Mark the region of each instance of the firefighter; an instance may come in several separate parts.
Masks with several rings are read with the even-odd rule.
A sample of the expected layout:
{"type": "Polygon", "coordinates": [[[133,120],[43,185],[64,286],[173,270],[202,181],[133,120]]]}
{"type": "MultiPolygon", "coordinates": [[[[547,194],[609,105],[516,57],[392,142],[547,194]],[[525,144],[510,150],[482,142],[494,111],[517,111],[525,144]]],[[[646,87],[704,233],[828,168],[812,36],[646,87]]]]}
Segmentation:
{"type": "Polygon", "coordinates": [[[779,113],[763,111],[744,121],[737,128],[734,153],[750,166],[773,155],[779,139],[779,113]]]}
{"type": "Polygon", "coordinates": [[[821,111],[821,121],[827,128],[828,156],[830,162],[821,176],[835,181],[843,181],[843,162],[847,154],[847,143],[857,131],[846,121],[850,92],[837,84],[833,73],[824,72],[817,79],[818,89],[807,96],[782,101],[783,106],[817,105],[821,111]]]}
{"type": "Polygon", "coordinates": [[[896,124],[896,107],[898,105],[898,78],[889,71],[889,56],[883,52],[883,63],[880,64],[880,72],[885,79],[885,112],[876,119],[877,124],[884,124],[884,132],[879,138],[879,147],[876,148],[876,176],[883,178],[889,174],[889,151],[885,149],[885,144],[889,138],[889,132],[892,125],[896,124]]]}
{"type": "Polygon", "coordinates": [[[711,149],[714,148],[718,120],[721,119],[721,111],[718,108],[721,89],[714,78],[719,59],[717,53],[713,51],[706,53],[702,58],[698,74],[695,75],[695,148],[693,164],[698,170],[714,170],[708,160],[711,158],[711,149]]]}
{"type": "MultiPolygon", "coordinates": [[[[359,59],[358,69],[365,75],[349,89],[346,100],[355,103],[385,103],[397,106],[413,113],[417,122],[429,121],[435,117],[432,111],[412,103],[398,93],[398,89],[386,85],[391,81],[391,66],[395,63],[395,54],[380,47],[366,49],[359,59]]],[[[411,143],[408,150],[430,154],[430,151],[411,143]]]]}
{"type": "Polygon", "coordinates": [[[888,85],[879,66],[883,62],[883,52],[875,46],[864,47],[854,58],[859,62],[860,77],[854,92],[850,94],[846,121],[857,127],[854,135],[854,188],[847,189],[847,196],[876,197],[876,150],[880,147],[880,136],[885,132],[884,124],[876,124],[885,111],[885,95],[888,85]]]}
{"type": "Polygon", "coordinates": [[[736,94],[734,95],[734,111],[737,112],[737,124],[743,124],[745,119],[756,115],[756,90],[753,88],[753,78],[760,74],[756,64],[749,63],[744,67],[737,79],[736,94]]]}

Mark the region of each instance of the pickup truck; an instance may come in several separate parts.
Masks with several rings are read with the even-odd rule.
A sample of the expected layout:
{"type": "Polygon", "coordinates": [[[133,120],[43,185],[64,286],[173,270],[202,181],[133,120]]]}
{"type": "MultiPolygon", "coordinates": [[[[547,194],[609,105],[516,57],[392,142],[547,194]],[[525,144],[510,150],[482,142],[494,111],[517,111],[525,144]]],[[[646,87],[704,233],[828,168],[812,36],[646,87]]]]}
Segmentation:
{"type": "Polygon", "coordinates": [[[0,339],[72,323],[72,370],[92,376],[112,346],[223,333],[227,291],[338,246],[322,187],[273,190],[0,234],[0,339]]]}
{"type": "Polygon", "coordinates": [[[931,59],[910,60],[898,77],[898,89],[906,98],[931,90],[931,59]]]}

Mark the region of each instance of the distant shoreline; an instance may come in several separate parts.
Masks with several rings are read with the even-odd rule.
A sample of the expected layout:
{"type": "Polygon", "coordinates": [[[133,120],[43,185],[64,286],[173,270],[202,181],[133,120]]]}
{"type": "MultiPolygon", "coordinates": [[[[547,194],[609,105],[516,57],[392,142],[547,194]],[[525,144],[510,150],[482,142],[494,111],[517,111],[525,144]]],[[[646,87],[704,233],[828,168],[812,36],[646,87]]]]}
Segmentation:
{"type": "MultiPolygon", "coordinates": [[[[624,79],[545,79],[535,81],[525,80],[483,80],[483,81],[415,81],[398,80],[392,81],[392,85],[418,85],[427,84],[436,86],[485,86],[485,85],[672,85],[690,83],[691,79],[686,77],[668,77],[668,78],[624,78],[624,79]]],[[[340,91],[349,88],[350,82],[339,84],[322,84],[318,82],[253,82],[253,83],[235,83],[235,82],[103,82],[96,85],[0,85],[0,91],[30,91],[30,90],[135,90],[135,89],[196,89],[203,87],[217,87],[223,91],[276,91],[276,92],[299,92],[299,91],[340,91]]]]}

+ + + + +

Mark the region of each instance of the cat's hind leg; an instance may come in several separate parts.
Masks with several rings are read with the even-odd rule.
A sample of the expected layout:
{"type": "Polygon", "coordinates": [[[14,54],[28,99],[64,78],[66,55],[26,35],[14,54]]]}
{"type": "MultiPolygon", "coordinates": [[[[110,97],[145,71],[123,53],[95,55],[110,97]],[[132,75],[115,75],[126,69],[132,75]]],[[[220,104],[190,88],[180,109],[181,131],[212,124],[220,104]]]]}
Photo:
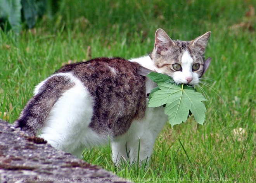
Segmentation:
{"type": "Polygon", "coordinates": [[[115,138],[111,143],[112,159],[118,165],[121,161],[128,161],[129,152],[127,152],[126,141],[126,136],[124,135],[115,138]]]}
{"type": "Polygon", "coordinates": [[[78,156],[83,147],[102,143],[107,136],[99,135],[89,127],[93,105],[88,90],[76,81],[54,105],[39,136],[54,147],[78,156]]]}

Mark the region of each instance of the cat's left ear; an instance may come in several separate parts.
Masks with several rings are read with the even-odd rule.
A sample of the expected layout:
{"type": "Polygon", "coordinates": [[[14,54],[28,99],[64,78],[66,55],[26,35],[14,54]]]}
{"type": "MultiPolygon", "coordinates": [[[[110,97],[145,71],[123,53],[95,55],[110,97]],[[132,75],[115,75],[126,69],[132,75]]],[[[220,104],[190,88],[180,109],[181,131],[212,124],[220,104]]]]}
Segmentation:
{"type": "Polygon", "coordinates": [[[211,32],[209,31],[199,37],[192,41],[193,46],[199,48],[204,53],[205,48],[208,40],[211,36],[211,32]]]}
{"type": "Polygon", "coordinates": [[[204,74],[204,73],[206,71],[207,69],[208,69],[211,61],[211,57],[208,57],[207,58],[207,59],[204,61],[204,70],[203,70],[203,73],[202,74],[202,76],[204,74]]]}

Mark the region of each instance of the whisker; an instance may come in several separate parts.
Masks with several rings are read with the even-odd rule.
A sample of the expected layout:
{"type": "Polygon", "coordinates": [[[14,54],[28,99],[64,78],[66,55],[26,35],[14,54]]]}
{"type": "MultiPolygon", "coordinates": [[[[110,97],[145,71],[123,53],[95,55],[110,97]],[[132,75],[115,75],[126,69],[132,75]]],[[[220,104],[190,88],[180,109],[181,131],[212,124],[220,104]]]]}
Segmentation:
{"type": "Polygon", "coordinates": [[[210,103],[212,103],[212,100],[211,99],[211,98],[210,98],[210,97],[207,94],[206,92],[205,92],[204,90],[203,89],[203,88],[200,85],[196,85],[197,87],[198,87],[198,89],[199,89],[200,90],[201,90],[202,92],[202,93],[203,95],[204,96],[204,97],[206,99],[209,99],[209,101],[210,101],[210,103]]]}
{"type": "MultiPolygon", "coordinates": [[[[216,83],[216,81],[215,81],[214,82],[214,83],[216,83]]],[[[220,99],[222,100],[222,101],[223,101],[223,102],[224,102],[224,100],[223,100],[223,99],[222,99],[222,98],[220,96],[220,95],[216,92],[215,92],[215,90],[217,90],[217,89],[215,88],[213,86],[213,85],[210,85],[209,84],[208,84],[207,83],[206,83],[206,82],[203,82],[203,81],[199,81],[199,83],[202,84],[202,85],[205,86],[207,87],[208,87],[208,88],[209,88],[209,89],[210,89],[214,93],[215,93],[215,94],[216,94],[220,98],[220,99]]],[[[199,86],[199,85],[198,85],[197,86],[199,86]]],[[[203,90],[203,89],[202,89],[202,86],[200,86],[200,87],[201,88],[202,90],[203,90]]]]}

+ + + + +

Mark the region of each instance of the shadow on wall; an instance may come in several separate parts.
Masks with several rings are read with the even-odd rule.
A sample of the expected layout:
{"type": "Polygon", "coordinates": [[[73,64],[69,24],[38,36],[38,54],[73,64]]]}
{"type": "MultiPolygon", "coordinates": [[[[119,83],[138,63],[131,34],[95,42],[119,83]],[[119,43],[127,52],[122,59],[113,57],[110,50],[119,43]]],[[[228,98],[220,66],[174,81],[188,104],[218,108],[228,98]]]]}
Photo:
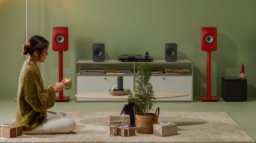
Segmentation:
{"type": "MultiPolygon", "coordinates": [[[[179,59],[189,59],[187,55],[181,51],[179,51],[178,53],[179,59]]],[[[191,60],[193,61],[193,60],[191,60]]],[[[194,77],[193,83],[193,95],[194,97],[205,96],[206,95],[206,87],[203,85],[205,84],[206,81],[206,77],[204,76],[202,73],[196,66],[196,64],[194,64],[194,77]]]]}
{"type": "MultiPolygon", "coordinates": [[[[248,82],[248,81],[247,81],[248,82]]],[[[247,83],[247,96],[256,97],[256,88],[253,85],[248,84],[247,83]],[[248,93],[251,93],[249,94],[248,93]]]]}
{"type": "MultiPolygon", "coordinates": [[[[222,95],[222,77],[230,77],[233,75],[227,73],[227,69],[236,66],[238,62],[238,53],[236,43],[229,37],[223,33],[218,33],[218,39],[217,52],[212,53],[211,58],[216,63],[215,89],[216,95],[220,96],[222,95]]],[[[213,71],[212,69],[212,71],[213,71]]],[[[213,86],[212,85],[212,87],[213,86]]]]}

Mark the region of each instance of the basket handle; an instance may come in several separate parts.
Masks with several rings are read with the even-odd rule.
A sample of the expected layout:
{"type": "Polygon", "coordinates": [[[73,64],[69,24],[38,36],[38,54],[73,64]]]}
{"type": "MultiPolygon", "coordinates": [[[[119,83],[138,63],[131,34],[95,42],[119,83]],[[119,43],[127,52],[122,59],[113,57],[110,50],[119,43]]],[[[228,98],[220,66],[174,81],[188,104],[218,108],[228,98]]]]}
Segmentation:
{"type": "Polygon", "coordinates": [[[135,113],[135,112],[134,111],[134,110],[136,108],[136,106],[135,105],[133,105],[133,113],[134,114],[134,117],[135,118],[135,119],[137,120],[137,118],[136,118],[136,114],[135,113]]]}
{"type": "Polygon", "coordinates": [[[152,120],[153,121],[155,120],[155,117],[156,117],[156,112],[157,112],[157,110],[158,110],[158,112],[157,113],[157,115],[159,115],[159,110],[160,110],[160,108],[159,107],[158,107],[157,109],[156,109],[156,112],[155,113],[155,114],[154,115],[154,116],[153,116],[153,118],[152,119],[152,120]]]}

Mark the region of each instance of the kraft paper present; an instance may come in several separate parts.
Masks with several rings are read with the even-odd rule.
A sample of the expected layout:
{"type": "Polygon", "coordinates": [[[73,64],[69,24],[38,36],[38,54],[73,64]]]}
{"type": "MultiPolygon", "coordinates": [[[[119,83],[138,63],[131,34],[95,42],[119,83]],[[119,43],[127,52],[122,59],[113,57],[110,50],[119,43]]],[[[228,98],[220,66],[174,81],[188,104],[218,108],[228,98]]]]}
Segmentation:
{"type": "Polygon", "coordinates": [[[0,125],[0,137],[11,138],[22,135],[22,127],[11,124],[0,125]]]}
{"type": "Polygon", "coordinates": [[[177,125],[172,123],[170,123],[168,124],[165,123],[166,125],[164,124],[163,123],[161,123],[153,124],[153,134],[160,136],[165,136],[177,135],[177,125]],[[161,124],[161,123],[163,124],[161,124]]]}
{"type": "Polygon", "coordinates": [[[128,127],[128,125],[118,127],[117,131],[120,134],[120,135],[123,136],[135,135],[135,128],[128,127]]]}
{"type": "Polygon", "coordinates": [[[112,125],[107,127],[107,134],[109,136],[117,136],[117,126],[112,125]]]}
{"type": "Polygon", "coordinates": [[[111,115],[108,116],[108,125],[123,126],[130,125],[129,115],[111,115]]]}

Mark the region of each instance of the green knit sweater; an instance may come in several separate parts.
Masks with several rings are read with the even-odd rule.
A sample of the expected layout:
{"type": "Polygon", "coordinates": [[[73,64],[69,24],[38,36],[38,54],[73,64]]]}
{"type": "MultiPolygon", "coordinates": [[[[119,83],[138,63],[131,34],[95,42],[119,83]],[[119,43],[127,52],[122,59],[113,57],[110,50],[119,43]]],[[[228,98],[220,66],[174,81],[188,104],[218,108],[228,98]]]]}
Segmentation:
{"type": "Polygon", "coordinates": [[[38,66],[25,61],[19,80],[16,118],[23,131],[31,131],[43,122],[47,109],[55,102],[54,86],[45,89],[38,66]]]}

+ + + + +

| TASK DETAILS |
How many lines in the material above contain the word "separate"? Case counts. Reply with the number only.

| RESPONSE TO THIS EXERCISE |
10